● Page extract:
::::::

Answer:
39.3%
Explanation:
CaF2 + H2SO4 --> CaSO4 + 2HF
We must first determine the limiting reactant, the limiting reactant is the reactant that yields the least number of moles of products. The question explicitly says that H2SO4 is in excess so CaF2 is the limiting reactant hence:
For CaF2;
Number of moles reacted= mass/molar mass
Molar mass of CaF2= 78.07 g/mol
Number of moles reacted= 11g/78.07 g/mol = 0.14 moles of Calcium flouride
Since 1 mole of calcium fluoride yields two moles of 2 moles hydrogen fluoride
0.14 moles of calcium fluoride will yield 0.14×2= 0.28 moles of hydrogen fluoride
Mass of hydrogen fluoride formed (theoretical yield) = number of moles× molar mass
Molar mass of hydrogen fluoride= 20.01 g/mol
Mass of HF= 0.28 moles × 20.01 g/mol= 5.6 g ( theoretical yield of HF)
Actual yield of HF was given in the question as 2.2g
% yield of HF= actual yield/ theoretical yield ×100
%yield of HF= 2.2/5.6 ×100
% yield of HF= 39.3%

::::::

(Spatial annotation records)
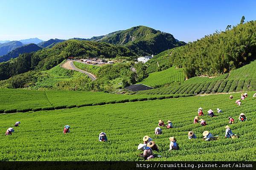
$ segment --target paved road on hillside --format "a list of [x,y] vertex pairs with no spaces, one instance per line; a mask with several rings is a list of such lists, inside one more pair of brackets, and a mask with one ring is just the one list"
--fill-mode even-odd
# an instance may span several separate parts
[[72,60],[67,60],[67,61],[61,65],[61,67],[64,68],[66,68],[69,70],[73,70],[76,71],[80,72],[87,75],[93,81],[96,80],[97,78],[95,75],[92,74],[87,71],[84,71],[76,67],[73,61]]

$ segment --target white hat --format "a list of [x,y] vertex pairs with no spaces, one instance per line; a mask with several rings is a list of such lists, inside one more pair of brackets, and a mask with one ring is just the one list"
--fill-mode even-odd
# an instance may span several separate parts
[[138,150],[143,150],[147,146],[147,144],[140,144],[138,146]]
[[99,136],[106,136],[106,133],[103,132],[102,132],[100,133],[99,133]]
[[157,131],[157,130],[161,130],[161,128],[159,128],[159,127],[156,128],[155,129],[155,130]]
[[7,130],[11,132],[14,132],[14,129],[12,128],[9,128]]

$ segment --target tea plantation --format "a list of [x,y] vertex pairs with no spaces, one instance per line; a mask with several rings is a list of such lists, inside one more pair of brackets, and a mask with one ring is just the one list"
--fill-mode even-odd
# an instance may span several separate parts
[[193,95],[118,95],[82,91],[0,89],[0,113],[51,110]]
[[226,74],[211,78],[194,77],[180,85],[174,84],[167,87],[140,91],[137,94],[199,94],[256,90],[256,61],[255,61],[232,71],[229,74]]
[[185,76],[182,69],[176,69],[173,67],[163,71],[150,73],[148,77],[137,84],[156,87],[175,82],[182,82],[184,80]]
[[[44,95],[44,92],[38,93],[41,96]],[[141,151],[137,150],[137,146],[147,135],[159,147],[159,151],[154,153],[162,156],[152,160],[255,161],[256,99],[252,97],[254,93],[248,93],[248,97],[239,107],[235,103],[240,96],[237,93],[233,94],[233,99],[229,99],[229,94],[211,95],[1,114],[0,160],[143,160],[138,156]],[[49,100],[55,100],[53,96],[57,98],[56,95],[52,93]],[[69,95],[70,101],[73,101],[74,97],[71,93],[67,96]],[[39,97],[33,97],[35,100]],[[63,103],[66,102],[63,101]],[[32,107],[35,103],[28,105]],[[206,126],[193,123],[200,107],[204,108],[205,114],[211,109],[217,115],[212,118],[202,116],[207,123]],[[223,113],[216,113],[217,108]],[[247,121],[239,122],[241,112],[245,114]],[[235,123],[230,126],[239,135],[238,139],[224,137],[224,127],[228,125],[229,116],[235,119]],[[160,119],[165,122],[171,120],[175,128],[163,128],[163,134],[155,136],[154,130]],[[16,121],[21,122],[20,126],[15,128],[12,135],[5,136],[6,129]],[[68,124],[71,127],[70,133],[65,135],[62,130],[64,125]],[[188,139],[188,132],[191,130],[198,139]],[[204,141],[202,133],[206,130],[214,135],[218,135],[219,140]],[[108,142],[98,141],[102,131],[106,133]],[[172,136],[177,138],[180,150],[168,150],[169,137]]]

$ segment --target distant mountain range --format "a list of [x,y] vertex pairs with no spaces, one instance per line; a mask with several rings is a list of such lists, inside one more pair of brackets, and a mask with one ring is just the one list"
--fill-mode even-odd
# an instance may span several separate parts
[[10,41],[0,44],[0,56],[6,54],[15,49],[23,45],[23,44],[18,41]]
[[[185,42],[176,39],[170,34],[145,26],[137,26],[125,30],[113,32],[105,35],[93,37],[91,38],[73,38],[71,39],[105,42],[123,45],[138,56],[156,54],[168,49],[186,44]],[[55,38],[44,41],[38,38],[33,38],[19,41],[0,41],[0,43],[2,43],[0,44],[0,56],[6,55],[1,57],[0,62],[17,57],[19,54],[35,51],[41,48],[52,48],[55,44],[66,40]],[[35,44],[26,46],[24,48],[11,52],[17,48],[31,43]],[[38,45],[35,46],[35,44]]]
[[5,40],[3,41],[0,41],[0,44],[3,44],[4,43],[6,43],[6,42],[9,42],[11,41],[9,41],[8,40]]
[[0,62],[10,60],[11,58],[15,58],[19,57],[20,54],[31,52],[37,51],[42,48],[38,47],[35,44],[29,44],[15,49],[7,54],[0,56]]
[[22,42],[24,44],[29,44],[34,43],[38,44],[44,41],[38,38],[29,38],[29,39],[21,40],[19,40],[19,42]]
[[38,45],[42,48],[51,48],[56,43],[61,42],[64,41],[66,41],[66,40],[57,39],[57,38],[55,39],[50,39],[48,41],[41,42],[38,44]]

::::::

● Short task A:
Answer these about the percent yield solution:
(i) What molar mass does it give for CaF2?
(ii) What actual yield of HF is stated as given in the question?
(iii) What theoretical yield of HF does the calculation reach?
● Short task B: Please return the lines of the rows verbatim, starting at the first line of the rows and ending at the line that contains "[[7,130],[11,132],[14,132],[14,129],[12,128],[9,128]]", both ends included, and leave the pictures out.

● Problem solution A:
(i) 78.07 g/mol
(ii) 2.2 g
(iii) 5.6 g

● Problem solution B:
$ segment --target paved road on hillside --format "a list of [x,y] vertex pairs with no spaces, one instance per line; a mask with several rings is a list of such lists, inside one more pair of brackets, and a mask with one ring is just the one list"
--fill-mode even-odd
# an instance may span several separate parts
[[72,60],[67,60],[67,61],[61,65],[61,67],[64,68],[66,68],[69,70],[73,70],[76,71],[80,72],[87,75],[93,81],[96,80],[97,78],[95,75],[92,74],[87,71],[84,71],[76,67],[73,61]]

$ segment --target white hat --format "a list of [x,y] vertex pairs with no spaces, one instance per line; a mask with several rings is a list of such lists, inside one more pair of brackets, and a mask with one ring is just the one list"
--fill-mode even-odd
# an instance may span several separate parts
[[138,150],[143,150],[147,146],[147,144],[140,144],[138,146]]
[[99,136],[106,136],[106,133],[103,132],[102,132],[100,133],[99,133]]
[[157,131],[157,130],[161,130],[161,128],[159,128],[159,127],[156,128],[155,129],[155,130]]
[[7,130],[11,132],[14,132],[14,129],[12,128],[9,128]]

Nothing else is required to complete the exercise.